Update the items from the line containing "Pick out the fish body" through the line containing "pixel 152 105" by replacing "fish body" with "fish torso". Leave everything else unchanged.

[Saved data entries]
━━━━━━

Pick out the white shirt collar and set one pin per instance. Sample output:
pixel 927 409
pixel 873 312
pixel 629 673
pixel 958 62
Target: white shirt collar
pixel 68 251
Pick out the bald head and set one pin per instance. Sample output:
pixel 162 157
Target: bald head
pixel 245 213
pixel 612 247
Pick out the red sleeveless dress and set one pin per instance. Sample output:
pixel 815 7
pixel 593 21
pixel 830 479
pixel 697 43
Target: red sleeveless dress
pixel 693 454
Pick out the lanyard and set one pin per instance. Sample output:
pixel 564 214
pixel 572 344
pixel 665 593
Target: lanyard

━━━━━━

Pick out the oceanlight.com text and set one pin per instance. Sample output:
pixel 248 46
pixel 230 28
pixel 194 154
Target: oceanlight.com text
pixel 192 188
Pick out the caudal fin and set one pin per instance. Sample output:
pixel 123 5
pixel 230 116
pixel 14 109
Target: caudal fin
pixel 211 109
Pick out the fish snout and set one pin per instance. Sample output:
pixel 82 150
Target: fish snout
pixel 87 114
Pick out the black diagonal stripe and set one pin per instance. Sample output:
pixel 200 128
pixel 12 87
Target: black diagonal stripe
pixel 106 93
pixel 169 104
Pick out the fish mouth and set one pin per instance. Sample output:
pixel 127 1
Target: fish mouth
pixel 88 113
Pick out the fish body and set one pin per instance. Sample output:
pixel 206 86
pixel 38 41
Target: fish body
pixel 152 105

━━━━━━

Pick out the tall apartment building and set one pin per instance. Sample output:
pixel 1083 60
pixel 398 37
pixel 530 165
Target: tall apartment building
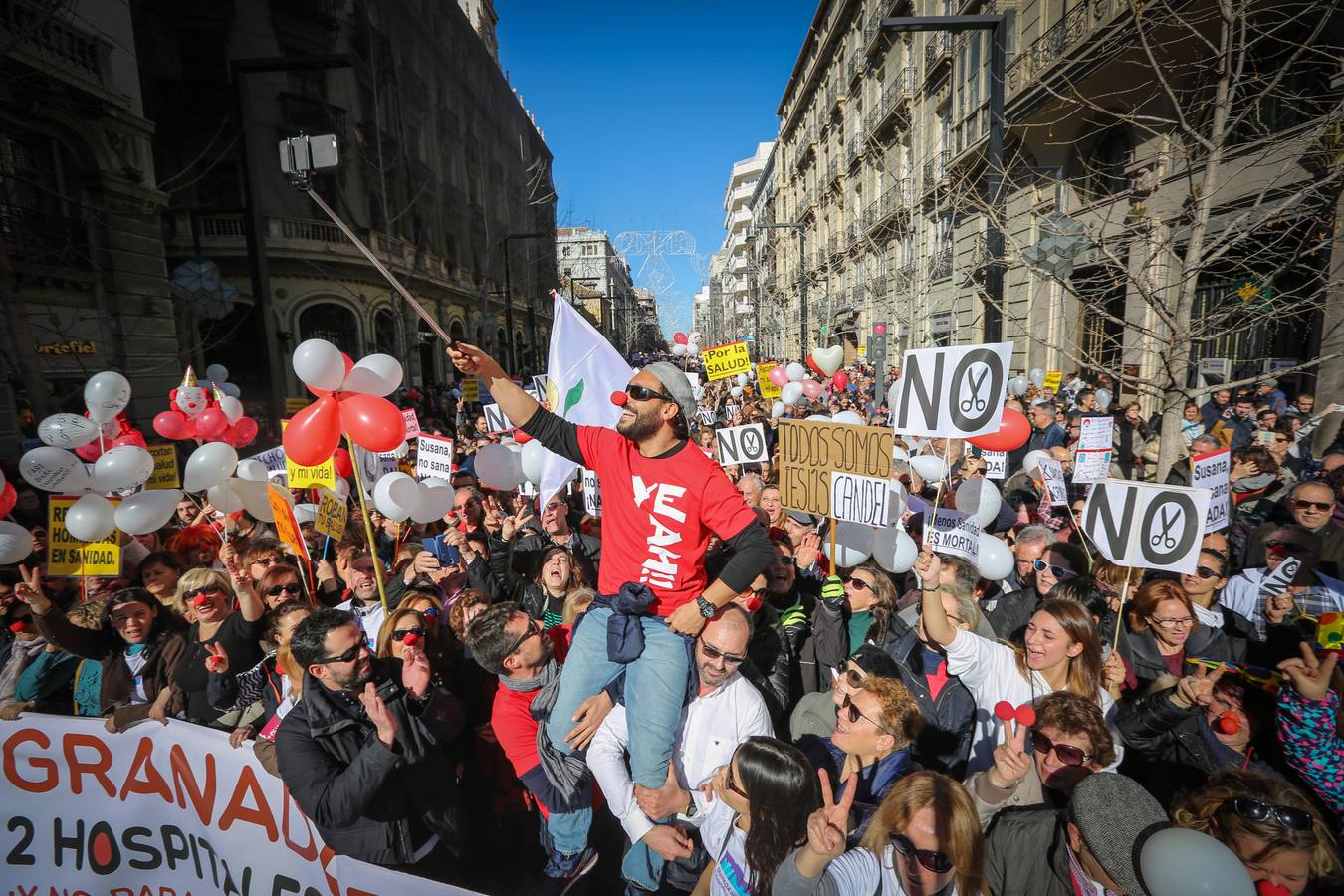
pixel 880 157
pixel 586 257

━━━━━━

SOLUTION »
Pick out the fish torso and set one pin per instance. Sample output:
pixel 206 86
pixel 38 41
Target: fish torso
pixel 152 105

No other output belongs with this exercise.